[Extracted data entries]
---*---
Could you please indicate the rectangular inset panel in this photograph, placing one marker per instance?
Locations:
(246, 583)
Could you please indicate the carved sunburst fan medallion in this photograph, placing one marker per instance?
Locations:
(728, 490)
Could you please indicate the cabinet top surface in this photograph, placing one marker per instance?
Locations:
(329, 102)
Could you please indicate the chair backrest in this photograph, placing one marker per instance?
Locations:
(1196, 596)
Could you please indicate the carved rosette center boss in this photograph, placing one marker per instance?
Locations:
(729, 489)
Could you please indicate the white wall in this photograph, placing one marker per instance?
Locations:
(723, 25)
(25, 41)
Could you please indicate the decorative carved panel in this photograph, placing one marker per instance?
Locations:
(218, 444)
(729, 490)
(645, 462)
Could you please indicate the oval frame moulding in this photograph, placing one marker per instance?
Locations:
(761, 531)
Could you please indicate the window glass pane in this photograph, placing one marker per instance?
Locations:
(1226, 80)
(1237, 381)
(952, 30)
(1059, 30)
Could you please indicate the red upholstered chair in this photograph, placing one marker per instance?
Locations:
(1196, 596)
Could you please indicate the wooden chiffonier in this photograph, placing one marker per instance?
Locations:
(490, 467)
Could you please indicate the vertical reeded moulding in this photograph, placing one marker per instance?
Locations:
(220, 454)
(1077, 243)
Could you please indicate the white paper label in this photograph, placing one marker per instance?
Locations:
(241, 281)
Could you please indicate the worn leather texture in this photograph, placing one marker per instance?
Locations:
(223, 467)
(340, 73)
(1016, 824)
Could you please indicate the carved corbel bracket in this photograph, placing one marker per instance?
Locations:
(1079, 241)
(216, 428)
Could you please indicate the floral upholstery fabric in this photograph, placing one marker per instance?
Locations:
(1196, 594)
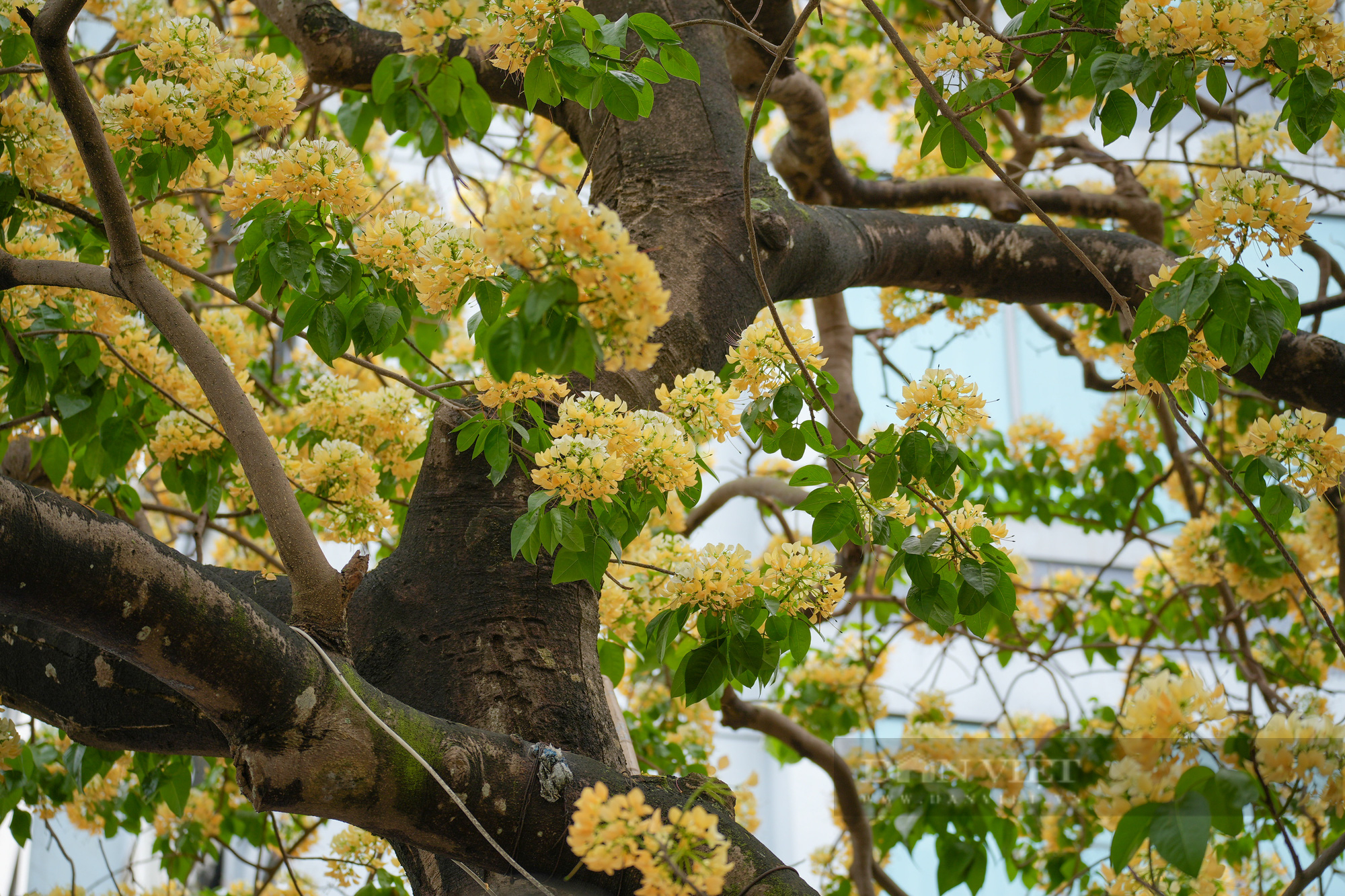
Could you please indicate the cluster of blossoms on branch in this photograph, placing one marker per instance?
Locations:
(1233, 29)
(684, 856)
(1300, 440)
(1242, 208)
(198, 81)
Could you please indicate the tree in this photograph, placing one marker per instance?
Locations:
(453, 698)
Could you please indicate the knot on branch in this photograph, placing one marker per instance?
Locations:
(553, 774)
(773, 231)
---*---
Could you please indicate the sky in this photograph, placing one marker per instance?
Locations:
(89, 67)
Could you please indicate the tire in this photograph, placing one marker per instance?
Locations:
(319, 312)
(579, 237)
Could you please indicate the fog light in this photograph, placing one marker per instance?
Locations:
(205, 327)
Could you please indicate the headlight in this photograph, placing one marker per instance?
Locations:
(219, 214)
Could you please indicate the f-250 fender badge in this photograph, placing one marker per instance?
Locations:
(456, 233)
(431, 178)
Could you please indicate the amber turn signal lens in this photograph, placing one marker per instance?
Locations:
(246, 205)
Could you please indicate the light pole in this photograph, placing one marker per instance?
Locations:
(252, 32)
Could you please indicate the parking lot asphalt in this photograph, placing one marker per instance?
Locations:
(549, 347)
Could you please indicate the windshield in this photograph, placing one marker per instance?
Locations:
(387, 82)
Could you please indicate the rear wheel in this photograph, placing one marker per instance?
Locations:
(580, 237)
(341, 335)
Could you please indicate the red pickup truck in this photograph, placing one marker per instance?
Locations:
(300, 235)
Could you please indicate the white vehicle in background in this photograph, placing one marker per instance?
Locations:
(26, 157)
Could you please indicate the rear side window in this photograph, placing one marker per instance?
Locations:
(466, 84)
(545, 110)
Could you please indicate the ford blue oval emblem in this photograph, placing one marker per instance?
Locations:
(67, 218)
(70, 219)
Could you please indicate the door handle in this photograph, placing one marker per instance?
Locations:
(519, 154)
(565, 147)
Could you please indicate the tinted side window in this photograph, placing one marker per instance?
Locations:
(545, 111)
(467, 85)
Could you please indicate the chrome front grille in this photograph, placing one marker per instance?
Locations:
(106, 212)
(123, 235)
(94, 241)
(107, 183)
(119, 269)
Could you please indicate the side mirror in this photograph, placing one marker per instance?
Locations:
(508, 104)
---*---
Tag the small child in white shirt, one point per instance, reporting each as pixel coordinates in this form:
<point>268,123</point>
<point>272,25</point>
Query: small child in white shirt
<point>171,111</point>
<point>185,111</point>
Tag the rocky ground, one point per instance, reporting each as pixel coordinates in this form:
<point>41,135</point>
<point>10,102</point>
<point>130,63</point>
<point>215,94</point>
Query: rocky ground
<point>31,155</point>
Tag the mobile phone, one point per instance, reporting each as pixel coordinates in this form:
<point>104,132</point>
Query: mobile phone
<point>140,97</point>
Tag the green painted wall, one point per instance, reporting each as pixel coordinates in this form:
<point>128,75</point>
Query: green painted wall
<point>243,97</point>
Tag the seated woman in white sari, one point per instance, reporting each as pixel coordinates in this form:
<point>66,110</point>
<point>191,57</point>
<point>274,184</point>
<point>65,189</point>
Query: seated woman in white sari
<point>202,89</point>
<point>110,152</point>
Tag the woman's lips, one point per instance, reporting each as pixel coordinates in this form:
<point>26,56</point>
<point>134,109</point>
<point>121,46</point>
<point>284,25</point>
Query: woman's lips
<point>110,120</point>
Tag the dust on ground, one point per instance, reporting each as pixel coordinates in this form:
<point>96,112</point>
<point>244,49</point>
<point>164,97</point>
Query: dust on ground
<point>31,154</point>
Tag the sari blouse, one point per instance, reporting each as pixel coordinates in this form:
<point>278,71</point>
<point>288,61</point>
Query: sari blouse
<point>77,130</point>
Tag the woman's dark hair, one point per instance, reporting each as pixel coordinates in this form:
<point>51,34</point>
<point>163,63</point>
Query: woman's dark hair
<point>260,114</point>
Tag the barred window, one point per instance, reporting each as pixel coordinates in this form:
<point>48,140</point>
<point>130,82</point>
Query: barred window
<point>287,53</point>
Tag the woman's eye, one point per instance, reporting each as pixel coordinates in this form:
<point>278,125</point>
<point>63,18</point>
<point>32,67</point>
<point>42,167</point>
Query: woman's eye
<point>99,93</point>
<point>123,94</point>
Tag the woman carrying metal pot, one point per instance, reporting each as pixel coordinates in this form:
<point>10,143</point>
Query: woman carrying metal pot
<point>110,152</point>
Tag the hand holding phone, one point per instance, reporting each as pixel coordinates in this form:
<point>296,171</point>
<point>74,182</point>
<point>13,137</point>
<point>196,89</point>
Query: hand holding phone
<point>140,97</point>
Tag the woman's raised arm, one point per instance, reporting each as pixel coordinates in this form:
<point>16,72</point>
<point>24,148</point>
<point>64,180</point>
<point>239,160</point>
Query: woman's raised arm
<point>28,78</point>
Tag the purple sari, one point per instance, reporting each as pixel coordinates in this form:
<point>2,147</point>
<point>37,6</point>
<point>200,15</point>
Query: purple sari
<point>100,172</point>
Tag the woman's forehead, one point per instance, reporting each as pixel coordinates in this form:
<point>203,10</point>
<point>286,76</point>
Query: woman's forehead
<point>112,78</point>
---*---
HOW TO COMPLETE THIS TASK
Scan the data, and report each line that uses the word "rear".

TASK OUTPUT
Could you please indicate the rear wheel in this photograph, placing one marker per instance?
Could you please indicate the rear side window in this photograph, placing one marker per instance?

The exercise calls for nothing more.